ASSIGNED TASK - Range to reproduce from the entries below: the line with "Target: mug handle", the line with "The service SHOULD locate every instance of the cherry in", and every line in between. Give them exactly and give nothing else.
╭─ RECORDS FOR THIS TASK
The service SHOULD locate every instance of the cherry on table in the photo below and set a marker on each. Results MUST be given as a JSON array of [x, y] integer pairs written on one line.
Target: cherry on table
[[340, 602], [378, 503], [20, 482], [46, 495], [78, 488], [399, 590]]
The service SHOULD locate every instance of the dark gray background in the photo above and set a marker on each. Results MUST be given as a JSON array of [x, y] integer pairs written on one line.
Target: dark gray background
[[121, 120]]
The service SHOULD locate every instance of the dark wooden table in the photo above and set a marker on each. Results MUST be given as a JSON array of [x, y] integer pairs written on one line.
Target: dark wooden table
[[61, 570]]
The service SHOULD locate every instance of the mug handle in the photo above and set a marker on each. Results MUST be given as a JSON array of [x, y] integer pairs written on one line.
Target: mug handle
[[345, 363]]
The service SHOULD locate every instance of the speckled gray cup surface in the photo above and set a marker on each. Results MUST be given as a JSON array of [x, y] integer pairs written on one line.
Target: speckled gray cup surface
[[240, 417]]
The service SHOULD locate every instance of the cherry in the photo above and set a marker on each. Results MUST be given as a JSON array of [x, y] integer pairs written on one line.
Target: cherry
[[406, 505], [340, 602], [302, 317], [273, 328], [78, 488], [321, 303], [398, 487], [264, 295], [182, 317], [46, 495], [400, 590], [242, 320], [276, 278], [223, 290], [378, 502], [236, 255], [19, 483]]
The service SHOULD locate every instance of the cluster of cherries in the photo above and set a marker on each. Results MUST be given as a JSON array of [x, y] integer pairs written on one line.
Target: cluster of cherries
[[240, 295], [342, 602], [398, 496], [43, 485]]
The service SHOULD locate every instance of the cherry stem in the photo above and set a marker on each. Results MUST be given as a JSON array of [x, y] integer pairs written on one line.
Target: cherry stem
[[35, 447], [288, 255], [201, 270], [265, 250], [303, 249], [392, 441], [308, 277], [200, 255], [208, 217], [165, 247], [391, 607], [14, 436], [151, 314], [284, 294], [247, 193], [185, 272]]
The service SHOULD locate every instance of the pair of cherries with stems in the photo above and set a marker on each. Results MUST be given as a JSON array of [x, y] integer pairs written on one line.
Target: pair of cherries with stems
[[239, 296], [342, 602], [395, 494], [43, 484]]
╰─
ANSWER TO THIS TASK -
Target: mug handle
[[345, 363]]
The service SHOULD locate every instance of the speckled gray cup surface in the photo above and set a marker on each. Results MUST be given as a JSON array of [x, y] integer pairs written on one line.
Target: speckled gray cup surface
[[240, 417]]
The service SHOULD locate every instance of the cherry in the photo above and set a marker on each. Results MUST be given as a JSON array of [x, y] integer pairs written on one line.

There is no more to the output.